*WHAT IS EXPECTED*: Produce a verbatim copy of the data below that contains no pictures.

*DATA LISTING*:
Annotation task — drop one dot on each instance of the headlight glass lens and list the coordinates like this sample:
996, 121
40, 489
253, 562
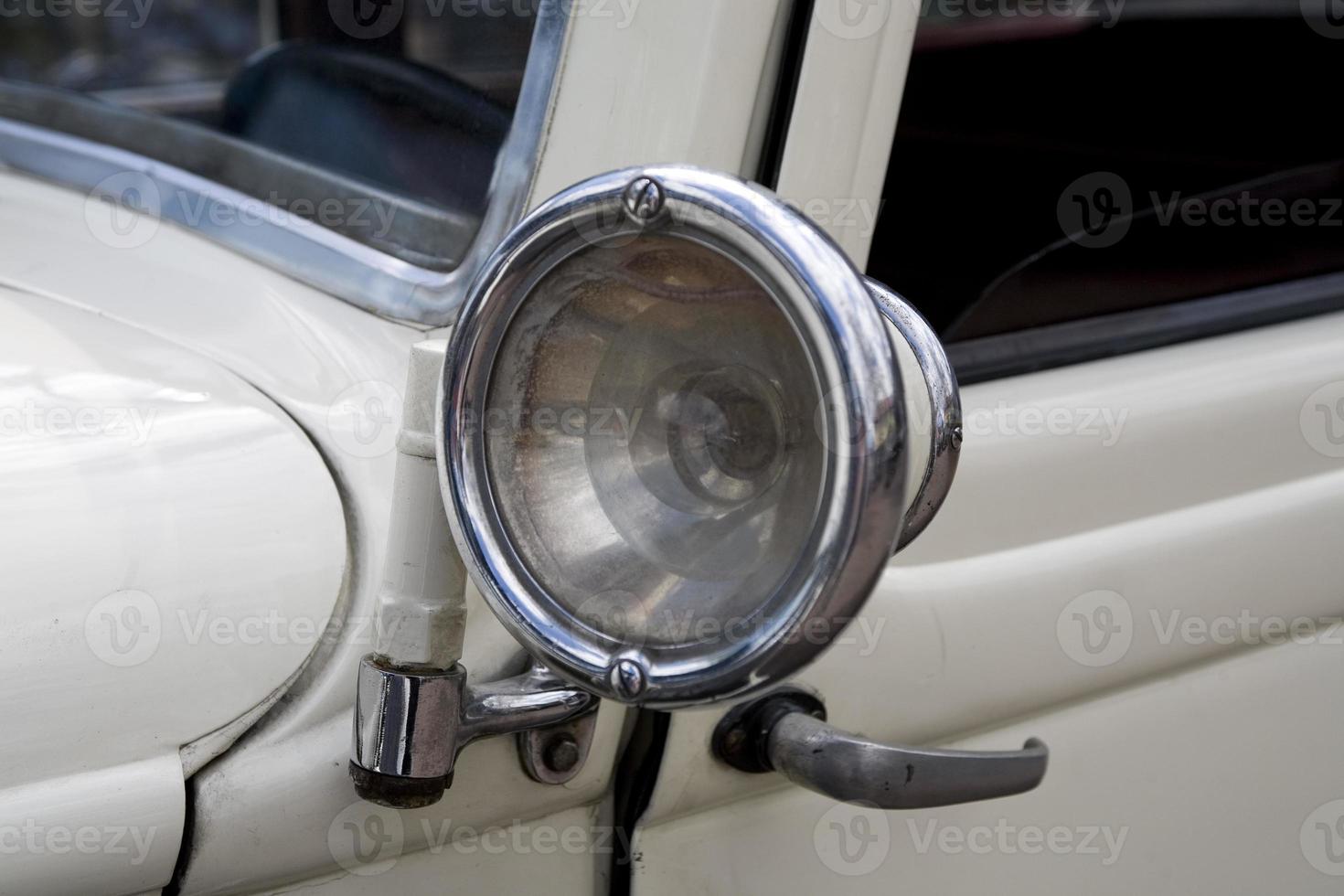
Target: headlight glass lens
651, 443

*RESULT*:
Annotation task — drop one dot on each instance of the headlight glass lens and list the coordinates like this sample:
996, 121
40, 489
253, 562
Target: headlight glass lens
651, 443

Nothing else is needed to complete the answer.